## BEGIN Recorded data

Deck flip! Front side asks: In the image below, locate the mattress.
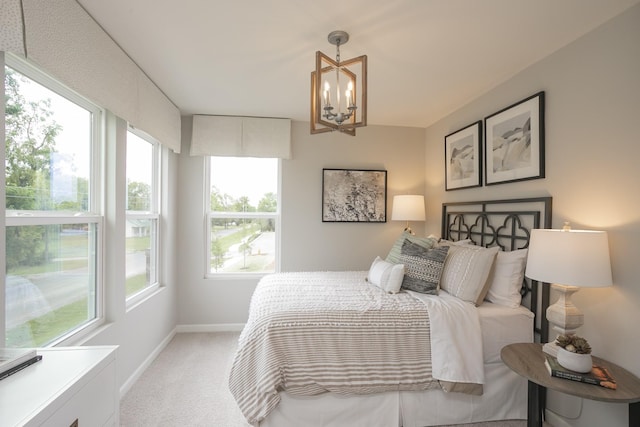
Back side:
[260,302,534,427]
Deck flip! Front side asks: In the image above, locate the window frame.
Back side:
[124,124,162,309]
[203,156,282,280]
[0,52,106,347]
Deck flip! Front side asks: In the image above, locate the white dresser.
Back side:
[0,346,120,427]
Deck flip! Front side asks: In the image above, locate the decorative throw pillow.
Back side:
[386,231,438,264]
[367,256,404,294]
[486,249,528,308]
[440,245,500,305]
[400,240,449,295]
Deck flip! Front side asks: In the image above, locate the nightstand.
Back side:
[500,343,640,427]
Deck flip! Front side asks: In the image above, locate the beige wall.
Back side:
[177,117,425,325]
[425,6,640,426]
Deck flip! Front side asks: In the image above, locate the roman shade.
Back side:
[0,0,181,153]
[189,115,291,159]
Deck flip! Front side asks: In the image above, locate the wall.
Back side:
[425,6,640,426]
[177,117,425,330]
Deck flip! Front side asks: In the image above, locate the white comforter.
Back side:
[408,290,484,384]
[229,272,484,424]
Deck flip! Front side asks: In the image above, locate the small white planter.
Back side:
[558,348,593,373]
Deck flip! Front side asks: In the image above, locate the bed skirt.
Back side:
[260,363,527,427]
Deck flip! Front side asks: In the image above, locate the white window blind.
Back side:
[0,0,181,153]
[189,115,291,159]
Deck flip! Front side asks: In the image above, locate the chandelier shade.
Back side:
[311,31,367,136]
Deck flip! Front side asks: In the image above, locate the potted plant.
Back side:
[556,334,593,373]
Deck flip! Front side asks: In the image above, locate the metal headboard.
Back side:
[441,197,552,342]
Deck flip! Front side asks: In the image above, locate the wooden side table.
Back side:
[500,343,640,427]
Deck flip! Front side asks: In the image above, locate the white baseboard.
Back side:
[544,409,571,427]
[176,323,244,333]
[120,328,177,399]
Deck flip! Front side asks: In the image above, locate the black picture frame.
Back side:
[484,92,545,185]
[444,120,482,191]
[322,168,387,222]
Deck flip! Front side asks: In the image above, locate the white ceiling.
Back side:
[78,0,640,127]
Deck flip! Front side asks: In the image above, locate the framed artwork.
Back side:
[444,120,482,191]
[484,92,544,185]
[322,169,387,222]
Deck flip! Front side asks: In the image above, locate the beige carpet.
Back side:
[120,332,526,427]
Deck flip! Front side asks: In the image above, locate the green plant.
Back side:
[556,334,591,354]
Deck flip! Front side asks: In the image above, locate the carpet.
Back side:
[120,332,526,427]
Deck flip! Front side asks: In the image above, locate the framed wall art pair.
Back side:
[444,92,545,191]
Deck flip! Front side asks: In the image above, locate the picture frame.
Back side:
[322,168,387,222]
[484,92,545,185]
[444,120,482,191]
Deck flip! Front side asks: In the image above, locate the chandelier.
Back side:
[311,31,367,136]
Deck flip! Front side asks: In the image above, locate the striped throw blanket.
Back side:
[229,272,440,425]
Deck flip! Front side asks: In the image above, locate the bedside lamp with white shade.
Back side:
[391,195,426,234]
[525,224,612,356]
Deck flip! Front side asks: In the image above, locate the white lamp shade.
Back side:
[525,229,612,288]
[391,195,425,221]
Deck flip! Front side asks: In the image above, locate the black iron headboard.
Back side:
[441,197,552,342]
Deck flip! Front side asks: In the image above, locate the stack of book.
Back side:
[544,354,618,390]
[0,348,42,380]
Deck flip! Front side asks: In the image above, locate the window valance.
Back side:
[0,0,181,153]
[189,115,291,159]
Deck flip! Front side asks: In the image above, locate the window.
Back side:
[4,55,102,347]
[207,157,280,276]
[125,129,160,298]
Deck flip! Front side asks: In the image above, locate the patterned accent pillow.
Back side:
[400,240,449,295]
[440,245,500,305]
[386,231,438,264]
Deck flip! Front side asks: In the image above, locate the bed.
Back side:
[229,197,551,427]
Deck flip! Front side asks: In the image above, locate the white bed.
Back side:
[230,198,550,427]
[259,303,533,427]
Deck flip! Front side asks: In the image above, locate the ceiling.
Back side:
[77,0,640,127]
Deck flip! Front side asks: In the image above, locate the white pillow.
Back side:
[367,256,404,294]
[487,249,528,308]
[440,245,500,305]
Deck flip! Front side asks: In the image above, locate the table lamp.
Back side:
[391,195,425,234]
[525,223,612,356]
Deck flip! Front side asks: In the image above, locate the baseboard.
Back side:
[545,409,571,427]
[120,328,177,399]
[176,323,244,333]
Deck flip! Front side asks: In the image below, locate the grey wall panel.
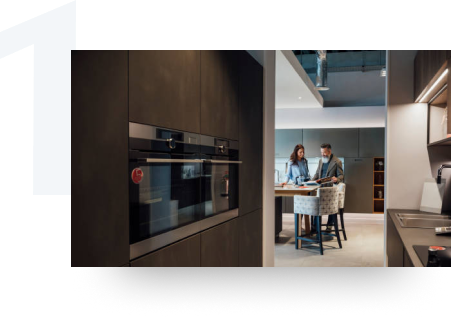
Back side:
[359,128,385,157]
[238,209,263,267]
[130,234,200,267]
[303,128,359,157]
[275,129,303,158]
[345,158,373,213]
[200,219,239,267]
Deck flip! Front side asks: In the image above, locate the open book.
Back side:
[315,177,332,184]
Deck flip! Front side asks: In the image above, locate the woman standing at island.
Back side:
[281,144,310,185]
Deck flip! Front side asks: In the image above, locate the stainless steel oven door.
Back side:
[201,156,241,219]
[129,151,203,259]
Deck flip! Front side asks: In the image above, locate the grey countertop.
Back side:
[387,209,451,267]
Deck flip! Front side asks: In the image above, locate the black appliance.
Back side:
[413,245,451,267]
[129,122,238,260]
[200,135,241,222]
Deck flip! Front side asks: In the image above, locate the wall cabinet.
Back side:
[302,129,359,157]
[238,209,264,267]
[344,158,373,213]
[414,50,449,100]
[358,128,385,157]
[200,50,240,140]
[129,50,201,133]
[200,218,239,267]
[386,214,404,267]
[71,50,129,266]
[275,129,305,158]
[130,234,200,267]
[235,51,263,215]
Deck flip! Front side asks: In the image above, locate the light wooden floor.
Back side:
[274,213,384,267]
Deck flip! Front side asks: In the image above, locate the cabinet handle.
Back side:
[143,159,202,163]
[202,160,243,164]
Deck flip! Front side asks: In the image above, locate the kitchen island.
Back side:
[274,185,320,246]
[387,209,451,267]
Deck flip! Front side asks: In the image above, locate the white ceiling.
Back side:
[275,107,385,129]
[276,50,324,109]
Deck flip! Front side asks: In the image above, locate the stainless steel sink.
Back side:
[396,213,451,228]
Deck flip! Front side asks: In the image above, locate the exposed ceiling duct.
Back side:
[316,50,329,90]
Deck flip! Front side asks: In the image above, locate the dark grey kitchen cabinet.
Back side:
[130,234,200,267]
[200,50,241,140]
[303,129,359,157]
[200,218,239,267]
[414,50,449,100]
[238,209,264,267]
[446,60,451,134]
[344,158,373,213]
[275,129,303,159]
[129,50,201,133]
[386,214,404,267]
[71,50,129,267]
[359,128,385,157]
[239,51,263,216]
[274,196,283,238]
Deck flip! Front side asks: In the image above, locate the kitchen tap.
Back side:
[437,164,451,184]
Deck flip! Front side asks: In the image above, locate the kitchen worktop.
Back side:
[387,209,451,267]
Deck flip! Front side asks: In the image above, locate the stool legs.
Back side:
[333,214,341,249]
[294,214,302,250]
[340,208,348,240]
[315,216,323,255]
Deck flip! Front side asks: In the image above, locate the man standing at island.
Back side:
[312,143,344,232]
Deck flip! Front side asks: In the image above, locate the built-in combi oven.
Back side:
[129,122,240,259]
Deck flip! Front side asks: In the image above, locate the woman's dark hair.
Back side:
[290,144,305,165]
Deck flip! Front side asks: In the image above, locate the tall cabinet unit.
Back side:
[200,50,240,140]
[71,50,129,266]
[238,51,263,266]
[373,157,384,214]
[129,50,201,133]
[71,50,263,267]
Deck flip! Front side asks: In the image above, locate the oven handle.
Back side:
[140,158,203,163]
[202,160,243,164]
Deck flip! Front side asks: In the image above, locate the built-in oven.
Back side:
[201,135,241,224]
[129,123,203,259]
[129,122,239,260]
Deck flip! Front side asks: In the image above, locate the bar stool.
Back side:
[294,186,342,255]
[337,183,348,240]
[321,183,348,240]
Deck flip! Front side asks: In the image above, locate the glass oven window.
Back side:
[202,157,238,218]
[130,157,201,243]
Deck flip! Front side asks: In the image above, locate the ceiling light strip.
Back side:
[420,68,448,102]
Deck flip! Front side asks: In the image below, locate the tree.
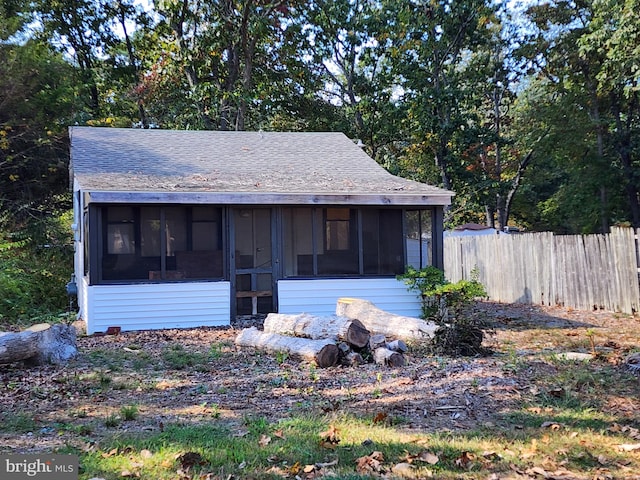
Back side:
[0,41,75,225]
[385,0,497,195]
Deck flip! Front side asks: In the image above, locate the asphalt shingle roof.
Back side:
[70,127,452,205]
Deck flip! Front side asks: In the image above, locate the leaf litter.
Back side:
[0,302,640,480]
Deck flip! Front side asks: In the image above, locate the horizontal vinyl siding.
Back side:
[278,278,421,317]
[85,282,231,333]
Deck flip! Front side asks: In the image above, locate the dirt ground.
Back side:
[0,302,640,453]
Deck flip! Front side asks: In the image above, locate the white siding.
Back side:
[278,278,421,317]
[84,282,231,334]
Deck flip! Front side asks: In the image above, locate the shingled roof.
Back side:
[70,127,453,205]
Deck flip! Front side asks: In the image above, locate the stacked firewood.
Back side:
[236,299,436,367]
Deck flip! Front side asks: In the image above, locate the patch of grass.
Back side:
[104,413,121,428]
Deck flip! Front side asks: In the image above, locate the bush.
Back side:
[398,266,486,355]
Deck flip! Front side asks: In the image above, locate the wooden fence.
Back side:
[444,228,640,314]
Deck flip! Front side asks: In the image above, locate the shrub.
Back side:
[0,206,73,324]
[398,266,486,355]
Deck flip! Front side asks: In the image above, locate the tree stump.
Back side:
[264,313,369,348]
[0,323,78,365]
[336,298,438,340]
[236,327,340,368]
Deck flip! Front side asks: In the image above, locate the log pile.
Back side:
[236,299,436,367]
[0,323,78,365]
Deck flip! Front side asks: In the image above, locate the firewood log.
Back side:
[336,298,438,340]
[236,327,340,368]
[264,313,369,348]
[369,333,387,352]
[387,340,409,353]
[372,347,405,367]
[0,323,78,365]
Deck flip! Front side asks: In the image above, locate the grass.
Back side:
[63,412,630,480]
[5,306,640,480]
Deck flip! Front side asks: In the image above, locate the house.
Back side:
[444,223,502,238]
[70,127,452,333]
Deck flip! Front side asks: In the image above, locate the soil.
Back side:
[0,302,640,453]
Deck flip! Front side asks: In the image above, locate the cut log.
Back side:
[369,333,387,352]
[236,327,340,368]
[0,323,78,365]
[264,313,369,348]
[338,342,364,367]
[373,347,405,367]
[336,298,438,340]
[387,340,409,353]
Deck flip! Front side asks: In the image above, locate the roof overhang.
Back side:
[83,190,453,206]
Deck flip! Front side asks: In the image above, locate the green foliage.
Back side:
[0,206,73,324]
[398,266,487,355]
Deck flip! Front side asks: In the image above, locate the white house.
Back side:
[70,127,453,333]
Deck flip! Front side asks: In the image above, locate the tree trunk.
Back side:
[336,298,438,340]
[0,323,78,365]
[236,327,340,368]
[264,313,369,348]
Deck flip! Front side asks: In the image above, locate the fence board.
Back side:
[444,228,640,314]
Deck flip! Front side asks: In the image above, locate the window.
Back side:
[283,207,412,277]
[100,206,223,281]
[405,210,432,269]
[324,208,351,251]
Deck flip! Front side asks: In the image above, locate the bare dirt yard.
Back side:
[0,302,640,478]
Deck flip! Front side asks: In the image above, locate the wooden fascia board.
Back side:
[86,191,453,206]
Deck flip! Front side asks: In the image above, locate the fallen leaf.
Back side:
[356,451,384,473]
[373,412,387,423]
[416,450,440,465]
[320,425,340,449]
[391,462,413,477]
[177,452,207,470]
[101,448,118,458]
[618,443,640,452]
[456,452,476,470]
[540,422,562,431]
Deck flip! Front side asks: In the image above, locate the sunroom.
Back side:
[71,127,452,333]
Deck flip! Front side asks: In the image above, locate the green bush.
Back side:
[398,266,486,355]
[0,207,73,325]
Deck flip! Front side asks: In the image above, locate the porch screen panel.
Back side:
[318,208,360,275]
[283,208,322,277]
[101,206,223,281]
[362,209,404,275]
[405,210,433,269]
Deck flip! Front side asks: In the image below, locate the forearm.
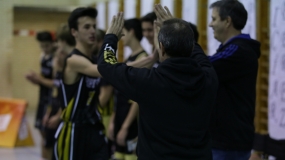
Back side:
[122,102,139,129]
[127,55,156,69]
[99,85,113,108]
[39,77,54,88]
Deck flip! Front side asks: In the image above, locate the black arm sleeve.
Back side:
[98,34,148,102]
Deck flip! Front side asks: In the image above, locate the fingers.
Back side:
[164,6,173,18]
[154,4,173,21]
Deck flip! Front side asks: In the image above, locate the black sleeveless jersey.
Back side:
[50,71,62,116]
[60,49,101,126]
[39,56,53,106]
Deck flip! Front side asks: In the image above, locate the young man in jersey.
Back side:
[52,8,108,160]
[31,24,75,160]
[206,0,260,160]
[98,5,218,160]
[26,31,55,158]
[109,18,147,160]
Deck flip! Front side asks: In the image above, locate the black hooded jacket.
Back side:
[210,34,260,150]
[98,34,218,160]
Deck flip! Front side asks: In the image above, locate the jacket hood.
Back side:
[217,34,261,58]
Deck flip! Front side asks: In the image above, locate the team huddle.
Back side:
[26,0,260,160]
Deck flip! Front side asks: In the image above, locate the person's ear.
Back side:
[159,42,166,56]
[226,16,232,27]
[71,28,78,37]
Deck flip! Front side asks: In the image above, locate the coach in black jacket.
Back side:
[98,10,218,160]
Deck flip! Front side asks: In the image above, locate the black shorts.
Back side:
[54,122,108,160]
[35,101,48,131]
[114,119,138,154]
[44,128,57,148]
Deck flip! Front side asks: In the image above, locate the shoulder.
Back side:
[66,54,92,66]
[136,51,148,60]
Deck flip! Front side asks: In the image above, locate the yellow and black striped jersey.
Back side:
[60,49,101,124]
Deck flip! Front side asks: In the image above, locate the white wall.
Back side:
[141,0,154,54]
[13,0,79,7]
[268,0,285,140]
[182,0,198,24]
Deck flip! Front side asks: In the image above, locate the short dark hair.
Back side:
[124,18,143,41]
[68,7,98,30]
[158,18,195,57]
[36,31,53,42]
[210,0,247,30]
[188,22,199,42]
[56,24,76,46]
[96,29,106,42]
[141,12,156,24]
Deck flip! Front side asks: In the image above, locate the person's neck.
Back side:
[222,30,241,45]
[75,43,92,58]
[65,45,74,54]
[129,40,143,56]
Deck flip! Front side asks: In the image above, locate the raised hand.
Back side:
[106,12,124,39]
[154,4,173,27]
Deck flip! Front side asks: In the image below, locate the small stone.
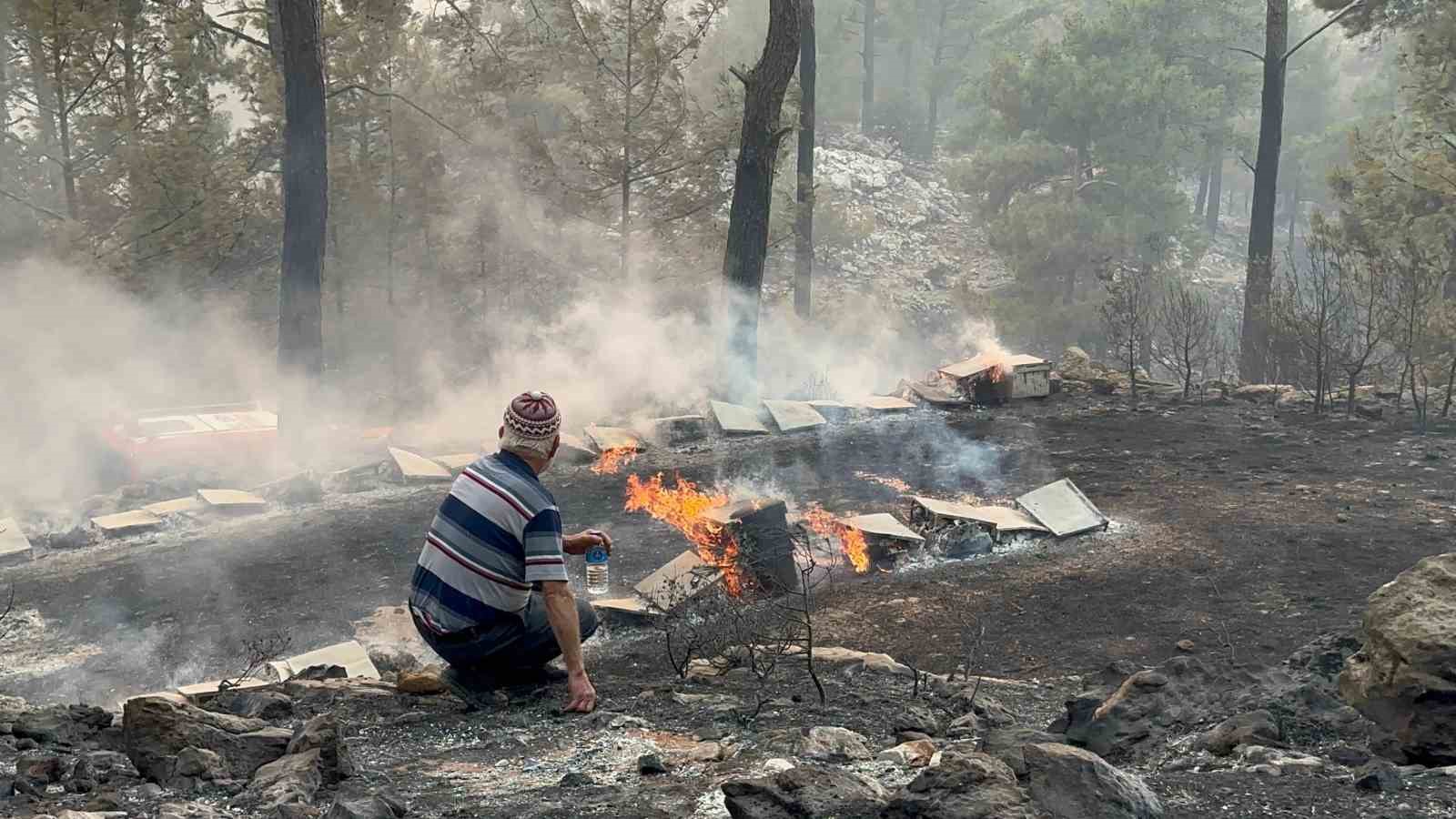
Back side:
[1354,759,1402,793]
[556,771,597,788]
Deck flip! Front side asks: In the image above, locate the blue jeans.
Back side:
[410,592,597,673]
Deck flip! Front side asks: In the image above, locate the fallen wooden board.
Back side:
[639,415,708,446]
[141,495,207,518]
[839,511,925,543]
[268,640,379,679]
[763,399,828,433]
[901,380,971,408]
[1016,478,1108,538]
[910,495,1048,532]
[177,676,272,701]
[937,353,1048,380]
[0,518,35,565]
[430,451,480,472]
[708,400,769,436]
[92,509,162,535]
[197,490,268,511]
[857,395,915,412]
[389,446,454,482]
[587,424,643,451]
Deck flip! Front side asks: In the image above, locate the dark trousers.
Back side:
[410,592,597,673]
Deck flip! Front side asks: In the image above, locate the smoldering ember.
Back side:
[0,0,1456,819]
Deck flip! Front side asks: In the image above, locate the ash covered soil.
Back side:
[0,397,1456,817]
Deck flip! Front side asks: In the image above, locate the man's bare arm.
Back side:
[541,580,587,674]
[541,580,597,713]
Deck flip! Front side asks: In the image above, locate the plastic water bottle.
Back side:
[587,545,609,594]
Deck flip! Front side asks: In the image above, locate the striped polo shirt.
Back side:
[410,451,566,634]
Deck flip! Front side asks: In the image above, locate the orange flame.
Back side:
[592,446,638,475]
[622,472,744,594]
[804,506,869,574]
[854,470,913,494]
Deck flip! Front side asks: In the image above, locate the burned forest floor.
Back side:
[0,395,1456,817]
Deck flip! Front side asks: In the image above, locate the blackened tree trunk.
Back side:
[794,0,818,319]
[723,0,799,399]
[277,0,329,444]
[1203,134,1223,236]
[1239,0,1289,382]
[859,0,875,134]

## END Recorded data

- Stated problem
Please report every line in the entries above that contains the word "pillow", copying each line in full. Case counts.

- Answer to the task
Deck flip! Front side asks: In the image above, locate the decorative throw pillow.
Deck flip! Front side asks: In the image above, locate the patterned accent pillow.
Deck flip! Front side asks: In the image above, locate the white pillow.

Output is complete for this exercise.